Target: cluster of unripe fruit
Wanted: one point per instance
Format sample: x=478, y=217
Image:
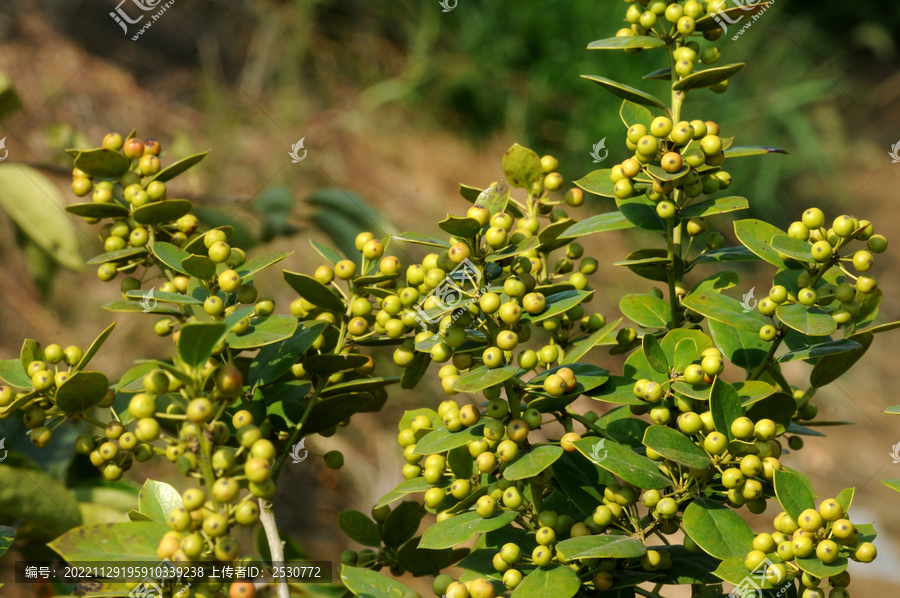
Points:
x=676, y=21
x=41, y=414
x=825, y=247
x=695, y=144
x=825, y=534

Work to complete - What is needed is an exact reprint of every entry, pictures excluded.

Solved problem -
Target: cluster of unripe fruit
Wanted: one point per instance
Format sample: x=478, y=217
Image:
Points:
x=676, y=21
x=41, y=414
x=825, y=247
x=695, y=144
x=825, y=534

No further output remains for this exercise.